In model simulation, the prominent discrepancy is that an excessive activity center appears to the south of the equator in boreal winter in each wave mode, and it is even stronger than the one to the north of the equator in boreal summer. In addition, there is a discrepancy in the seasonal peak for the Kelvin wave, which is earlier than that in observation.
Figure 6 further shows seasonal evolution of Northern Hemisphere and Southern Hemisphere mean wave activities. For the Kelvin wave, the Northern (Southern) Hemisphere mean is obtained by average from the equator to 12.5°N (°S), while for the other wave modes, it is calculated from the equator to 20°N (°S).
Figure 6. Seasonal evolution of meridional-mean wave activity for (a, e) Kelvin, (b, f) ER, (c, g) MRG, and (d, h) TD-type waves. The first and third rows are average over the Northern Hemisphere while the second and fourth rows are average over the Southern Hemisphere. The upper (lower) panels represent the observation (simulation).

__Supplied material__:
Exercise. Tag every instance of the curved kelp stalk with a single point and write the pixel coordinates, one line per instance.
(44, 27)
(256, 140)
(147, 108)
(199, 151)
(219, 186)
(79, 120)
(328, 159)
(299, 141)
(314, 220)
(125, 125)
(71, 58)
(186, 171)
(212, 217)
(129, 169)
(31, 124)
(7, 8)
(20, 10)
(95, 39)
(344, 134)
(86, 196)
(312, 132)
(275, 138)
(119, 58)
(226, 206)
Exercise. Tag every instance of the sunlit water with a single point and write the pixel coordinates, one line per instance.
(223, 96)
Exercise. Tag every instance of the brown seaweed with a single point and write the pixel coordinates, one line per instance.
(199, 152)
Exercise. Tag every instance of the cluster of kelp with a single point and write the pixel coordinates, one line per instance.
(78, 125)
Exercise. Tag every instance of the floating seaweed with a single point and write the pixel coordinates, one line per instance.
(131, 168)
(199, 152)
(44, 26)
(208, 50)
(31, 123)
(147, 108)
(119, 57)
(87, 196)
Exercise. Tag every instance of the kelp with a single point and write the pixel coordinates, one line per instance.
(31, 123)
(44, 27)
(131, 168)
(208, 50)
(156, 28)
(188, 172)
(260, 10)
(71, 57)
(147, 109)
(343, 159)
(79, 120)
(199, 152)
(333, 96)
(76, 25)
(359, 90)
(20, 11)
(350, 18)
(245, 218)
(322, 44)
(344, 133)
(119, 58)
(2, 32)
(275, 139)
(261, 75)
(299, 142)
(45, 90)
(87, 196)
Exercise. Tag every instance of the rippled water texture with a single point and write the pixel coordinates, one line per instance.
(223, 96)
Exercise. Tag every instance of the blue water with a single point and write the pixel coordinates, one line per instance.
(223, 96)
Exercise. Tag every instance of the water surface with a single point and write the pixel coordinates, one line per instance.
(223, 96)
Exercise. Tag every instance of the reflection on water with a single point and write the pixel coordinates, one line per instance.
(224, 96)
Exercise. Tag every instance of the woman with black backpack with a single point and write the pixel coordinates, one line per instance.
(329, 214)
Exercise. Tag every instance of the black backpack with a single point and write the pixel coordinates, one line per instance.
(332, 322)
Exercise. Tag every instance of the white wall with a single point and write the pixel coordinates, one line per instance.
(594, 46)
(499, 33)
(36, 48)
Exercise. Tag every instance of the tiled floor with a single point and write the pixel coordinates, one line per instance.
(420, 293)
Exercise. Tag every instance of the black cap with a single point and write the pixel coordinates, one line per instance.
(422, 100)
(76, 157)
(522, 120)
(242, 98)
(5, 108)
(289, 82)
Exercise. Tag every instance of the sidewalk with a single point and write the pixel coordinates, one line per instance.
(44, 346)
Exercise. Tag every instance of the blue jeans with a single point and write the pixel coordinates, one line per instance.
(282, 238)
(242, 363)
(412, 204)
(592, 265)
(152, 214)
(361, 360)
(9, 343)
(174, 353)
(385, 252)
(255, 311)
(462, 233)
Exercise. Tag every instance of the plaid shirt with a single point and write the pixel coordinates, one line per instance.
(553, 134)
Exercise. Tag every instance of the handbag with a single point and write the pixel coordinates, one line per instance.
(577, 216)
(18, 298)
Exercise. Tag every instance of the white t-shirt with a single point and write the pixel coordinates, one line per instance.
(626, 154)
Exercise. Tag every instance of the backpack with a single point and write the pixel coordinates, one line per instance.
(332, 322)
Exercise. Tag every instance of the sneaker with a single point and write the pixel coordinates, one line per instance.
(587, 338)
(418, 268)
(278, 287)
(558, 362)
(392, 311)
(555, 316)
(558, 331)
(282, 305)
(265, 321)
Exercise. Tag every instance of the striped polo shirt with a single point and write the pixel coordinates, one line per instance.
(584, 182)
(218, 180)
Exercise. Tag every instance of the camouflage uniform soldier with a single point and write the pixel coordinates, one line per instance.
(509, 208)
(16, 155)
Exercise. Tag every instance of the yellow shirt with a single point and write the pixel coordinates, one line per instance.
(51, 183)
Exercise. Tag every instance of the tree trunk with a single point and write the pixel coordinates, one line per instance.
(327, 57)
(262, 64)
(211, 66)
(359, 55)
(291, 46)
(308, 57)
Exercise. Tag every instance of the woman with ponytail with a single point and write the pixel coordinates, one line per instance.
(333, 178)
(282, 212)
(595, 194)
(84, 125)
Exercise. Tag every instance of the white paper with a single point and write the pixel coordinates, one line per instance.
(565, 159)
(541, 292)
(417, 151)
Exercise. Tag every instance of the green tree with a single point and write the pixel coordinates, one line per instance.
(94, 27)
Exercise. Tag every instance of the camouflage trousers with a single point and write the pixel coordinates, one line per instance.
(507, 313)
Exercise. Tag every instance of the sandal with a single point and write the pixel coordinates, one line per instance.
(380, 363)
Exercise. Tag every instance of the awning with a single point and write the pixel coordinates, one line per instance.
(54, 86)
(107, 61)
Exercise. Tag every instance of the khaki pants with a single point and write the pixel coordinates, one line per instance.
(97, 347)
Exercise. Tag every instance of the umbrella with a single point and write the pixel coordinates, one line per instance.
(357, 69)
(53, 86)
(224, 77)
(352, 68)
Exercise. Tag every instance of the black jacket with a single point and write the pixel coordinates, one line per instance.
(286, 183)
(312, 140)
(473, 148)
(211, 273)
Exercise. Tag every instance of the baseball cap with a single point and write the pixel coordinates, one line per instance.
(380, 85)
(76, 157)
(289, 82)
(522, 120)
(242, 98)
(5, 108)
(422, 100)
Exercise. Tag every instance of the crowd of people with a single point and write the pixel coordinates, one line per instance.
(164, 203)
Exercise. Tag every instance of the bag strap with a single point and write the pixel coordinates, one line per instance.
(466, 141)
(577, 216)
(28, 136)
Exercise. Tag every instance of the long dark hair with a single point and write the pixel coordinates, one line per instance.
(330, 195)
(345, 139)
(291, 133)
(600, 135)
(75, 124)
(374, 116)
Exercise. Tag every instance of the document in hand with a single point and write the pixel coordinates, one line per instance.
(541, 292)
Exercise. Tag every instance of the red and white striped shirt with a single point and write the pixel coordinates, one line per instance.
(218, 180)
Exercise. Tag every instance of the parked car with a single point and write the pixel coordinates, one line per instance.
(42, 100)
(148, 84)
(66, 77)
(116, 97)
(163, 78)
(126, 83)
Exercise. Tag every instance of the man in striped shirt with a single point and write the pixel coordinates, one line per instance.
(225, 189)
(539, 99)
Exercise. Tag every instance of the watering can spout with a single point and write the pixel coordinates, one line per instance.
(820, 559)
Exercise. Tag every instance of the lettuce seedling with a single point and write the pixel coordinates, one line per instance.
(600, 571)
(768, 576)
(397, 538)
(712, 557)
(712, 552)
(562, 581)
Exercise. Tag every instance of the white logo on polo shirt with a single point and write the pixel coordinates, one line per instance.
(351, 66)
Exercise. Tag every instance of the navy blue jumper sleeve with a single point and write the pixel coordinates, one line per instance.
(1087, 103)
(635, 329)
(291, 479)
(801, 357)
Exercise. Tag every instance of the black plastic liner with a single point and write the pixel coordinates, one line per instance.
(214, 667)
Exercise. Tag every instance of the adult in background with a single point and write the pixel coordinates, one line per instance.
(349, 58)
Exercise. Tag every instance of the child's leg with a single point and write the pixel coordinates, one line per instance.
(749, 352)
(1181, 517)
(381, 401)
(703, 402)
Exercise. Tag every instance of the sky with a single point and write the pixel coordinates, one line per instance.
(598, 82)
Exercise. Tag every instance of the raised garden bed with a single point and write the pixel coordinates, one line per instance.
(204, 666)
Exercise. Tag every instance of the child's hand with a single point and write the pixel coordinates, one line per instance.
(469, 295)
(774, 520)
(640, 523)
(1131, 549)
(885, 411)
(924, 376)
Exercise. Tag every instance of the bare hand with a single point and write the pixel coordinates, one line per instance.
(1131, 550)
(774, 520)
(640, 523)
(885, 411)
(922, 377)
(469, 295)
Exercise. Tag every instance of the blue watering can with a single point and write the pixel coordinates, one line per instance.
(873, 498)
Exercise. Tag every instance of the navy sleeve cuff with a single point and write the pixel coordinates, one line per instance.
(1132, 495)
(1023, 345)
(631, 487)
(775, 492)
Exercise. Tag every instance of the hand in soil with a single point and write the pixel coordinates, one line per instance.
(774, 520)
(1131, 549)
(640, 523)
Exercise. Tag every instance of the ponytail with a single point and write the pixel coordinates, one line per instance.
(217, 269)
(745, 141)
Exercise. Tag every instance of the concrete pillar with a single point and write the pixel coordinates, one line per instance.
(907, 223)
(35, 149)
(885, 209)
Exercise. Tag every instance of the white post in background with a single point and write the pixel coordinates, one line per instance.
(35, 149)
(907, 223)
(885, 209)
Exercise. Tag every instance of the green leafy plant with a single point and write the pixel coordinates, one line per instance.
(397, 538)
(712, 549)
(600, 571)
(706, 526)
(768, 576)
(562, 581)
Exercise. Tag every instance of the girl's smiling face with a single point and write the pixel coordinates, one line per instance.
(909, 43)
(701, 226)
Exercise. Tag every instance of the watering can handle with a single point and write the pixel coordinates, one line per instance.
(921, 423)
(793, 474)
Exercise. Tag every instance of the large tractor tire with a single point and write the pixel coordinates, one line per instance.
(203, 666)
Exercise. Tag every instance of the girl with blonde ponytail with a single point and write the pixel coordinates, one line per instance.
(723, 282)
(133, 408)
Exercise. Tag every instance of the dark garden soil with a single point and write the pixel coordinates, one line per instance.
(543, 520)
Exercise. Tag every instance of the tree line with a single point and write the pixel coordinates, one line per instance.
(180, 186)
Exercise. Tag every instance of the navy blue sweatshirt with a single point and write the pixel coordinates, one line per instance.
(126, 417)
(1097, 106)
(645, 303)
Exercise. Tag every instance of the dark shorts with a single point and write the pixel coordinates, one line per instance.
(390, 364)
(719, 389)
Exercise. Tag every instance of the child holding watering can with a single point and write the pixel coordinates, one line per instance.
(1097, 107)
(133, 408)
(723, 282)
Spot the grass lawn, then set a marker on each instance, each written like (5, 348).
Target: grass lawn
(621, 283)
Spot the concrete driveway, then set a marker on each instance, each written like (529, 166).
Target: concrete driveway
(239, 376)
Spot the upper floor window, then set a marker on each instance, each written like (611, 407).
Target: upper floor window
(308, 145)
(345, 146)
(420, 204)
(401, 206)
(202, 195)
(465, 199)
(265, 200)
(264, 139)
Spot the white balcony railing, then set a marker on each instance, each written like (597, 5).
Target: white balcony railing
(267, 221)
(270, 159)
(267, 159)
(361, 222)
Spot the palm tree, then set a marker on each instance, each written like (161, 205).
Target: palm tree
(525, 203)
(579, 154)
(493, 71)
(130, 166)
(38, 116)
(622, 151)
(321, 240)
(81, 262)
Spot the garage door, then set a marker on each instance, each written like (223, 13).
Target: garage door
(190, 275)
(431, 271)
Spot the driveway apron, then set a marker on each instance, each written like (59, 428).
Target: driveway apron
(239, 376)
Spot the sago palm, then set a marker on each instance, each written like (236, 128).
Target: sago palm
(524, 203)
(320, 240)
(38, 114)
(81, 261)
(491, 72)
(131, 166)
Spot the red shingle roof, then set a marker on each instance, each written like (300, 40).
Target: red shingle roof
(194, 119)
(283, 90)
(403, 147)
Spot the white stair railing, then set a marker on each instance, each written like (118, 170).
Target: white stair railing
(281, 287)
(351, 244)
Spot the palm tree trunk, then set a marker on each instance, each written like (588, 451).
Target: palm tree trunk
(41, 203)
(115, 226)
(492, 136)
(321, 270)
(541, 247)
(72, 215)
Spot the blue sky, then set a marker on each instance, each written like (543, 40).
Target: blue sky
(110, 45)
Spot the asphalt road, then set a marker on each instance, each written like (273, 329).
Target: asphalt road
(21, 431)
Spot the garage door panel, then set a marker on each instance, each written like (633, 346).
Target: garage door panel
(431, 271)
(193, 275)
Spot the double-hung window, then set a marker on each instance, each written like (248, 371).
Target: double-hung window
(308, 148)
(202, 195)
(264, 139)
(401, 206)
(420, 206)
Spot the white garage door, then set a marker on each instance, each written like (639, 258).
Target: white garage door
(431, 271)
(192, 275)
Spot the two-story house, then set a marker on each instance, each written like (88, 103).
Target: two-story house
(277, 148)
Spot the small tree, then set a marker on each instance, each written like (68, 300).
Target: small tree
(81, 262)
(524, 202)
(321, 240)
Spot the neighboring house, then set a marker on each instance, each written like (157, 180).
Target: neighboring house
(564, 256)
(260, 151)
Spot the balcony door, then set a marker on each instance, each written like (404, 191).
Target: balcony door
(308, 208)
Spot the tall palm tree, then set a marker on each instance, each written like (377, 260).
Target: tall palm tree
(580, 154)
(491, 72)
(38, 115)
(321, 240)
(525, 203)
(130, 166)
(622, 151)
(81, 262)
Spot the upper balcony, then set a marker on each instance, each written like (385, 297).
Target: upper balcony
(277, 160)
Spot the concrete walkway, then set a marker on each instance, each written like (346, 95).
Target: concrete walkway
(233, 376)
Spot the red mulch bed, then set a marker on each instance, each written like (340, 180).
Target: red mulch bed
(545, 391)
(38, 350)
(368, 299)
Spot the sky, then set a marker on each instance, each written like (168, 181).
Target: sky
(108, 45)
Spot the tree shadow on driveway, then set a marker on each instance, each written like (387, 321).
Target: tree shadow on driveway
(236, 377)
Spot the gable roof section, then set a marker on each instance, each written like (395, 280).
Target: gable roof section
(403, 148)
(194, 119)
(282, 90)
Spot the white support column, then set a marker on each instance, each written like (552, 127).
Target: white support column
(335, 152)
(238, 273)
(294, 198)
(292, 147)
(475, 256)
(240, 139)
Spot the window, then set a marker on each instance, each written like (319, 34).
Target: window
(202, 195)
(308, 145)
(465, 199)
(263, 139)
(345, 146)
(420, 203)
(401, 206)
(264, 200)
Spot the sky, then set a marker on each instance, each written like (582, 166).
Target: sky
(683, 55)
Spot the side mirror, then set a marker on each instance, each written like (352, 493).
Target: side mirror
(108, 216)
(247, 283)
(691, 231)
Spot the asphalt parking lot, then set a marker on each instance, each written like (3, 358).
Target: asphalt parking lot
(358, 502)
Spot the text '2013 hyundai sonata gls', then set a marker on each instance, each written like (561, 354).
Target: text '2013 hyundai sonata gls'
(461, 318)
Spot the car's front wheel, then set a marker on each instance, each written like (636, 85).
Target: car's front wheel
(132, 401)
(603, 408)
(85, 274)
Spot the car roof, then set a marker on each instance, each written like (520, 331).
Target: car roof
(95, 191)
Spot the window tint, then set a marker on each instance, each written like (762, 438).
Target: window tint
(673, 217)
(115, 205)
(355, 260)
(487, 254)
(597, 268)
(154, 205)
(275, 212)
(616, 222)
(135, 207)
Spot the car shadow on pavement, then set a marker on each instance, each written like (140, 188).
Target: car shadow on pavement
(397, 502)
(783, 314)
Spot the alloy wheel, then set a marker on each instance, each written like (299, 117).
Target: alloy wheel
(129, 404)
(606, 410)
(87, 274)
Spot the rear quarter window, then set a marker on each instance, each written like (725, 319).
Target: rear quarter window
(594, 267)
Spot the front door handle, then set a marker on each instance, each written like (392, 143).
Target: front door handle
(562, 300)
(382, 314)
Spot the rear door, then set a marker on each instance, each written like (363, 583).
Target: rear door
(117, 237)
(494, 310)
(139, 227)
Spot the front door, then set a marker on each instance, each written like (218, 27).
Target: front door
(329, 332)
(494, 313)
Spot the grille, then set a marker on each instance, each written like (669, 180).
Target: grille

__What the task asks__: Reproduce the stretch of the passage on tropical wave activity from "Figure 6 further" through "to 20°N (°S).".

__Result for this task__:
Figure 6 further shows seasonal evolution of Northern Hemisphere and Southern Hemisphere mean wave activities. For the Kelvin wave, the Northern (Southern) Hemisphere mean is obtained by average from the equator to 12.5°N (°S), while for the other wave modes, it is calculated from the equator to 20°N (°S).